TEXT EXCERPT =
========================================================================

“It would be funny if Obama gets assassinated on MLK Day…just saying”
And why exactly would that be funny? “Cus they are both black it would be ironic.” This, apparently, is the opinion of an average American teenager.
On Monday 21 January 2013, Barack Obama took to the stage in Washington DC to be inaugurated once more into the position of US president, and he was again greeted by a land-slide of criticism from the country he has vowed to “preserve, protect and defend.” Whilst this criticism has always been expected for any new political candidate across the world, it appears Obama [who won last year’s election by 332 electoral votes to Romney’s 206] was to be the recipient of some particularly violent abuse via one of the world’s leading social networking sites, Twitter.
Claiming that it would be funny if Obama got shot on Martin Luther King Day – shocking enough on its own – was only the tip of the iceberg for many Americans. Another individual wrote that if Obama got assassinated he was “gonna be pissed I missed it,” whilst many took to Twitter urging someone to shoot Obama, with one gentleman claiming that there must be something wrong with assassins if they were able to take out Lincoln and Kennedy and not their current president.
Forgive me if I’ve gotten something wrong, but when did it become okay for people, in some cases those who are barely out of childhood, to wish the murder of someone – anyone – through a social networking site? With many of us using these sites for hours every day, has the digital media desensitized us to the manner in which we write and conduct ourselves? It has become apparent to me that globally many Twitters users have forgotten that what they are posting can be seen by anyone with an internet connection.
This issue has been surging forward more over recent months with Twitter becoming the central point for a number of police cases, led by the temporary arrest of a teenager from Dorset who sent death threats to Olympic medalist Tom Daley. It was followed later by a celebrity who used the name of a young girl involved in a court case on Twitter, breaking a legal injunction and comes to a head with the site’s reaction to Obama’s win. This in some ways, puts an ironic quotation mark on the right of “free speech,” as the world can has proven that is can see what someone is saying, and doesn’t have to listen to it. No-one is an anonymous as they would like to think on social networking sites, and opinions, that threaten and spread racist, bigoted, violent disease, clearly will not be tolerated. This is confirmed by how the account “its_jennarose” – the twitter account that gave me the headline for this article – has since been shut down.
For me personally, it makes me wonder how people like those listed above can be allowed to have their viewpoint shared amongst the masses, and be influential as I’m sure they are in many parts of the States, particularly when many of them can’t even spell the poison they’re writing correctly, as seen by the above “its_jennarose” quote.

========================================================================

WORK REQUEST 1 = According to the article, what was the electoral vote count when Obama won last year's election?
WORK REQUEST 2 = Please extract the part of the article starting at "Forgive me if" and ending at "an internet connection.".

LISTED RECORDS =
========================================================================

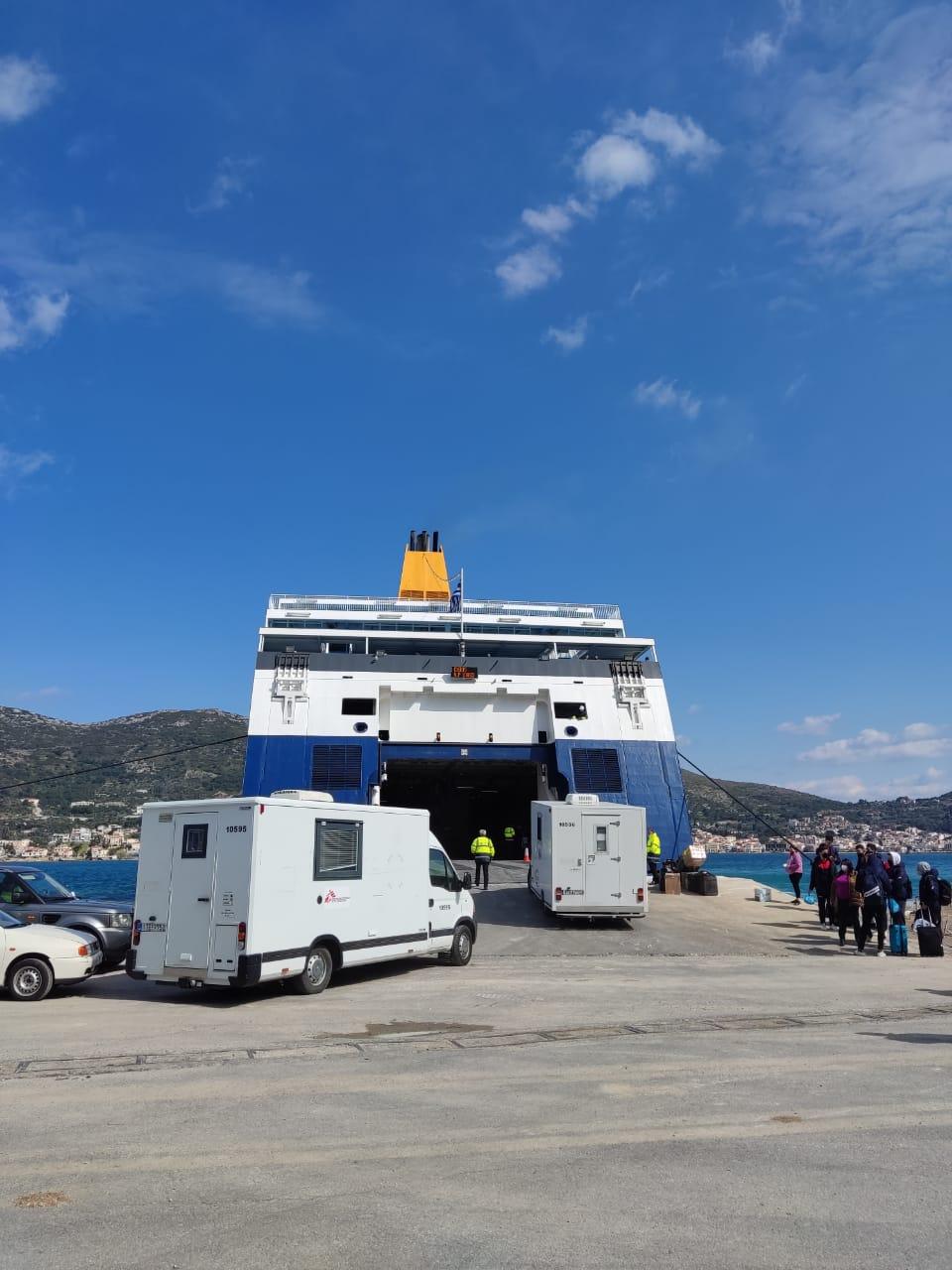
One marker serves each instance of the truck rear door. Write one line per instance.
(193, 875)
(601, 834)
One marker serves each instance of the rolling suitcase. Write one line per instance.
(929, 940)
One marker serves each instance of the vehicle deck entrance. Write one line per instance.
(465, 797)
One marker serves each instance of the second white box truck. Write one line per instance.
(589, 857)
(236, 892)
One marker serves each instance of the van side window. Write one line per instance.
(338, 849)
(358, 705)
(194, 842)
(438, 869)
(570, 710)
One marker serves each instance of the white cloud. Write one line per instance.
(919, 740)
(555, 220)
(864, 166)
(26, 86)
(679, 137)
(16, 467)
(762, 49)
(567, 338)
(665, 395)
(811, 725)
(756, 54)
(30, 318)
(652, 282)
(929, 784)
(530, 270)
(920, 730)
(627, 157)
(230, 180)
(126, 275)
(846, 788)
(615, 163)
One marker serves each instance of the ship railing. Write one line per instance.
(475, 607)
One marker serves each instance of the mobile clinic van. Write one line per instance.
(589, 857)
(235, 892)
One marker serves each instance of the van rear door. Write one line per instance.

========================================================================

REPLY 1 = Obama won by 332 electoral votes to Romney's 206.

REPLY 2 =
Forgive me if I’ve gotten something wrong, but when did it become okay for people, in some cases those who are barely out of childhood, to wish the murder of someone – anyone – through a social networking site? With many of us using these sites for hours every day, has the digital media desensitized us to the manner in which we write and conduct ourselves? It has become apparent to me that globally many Twitters users have forgotten that what they are posting can be seen by anyone with an internet connection.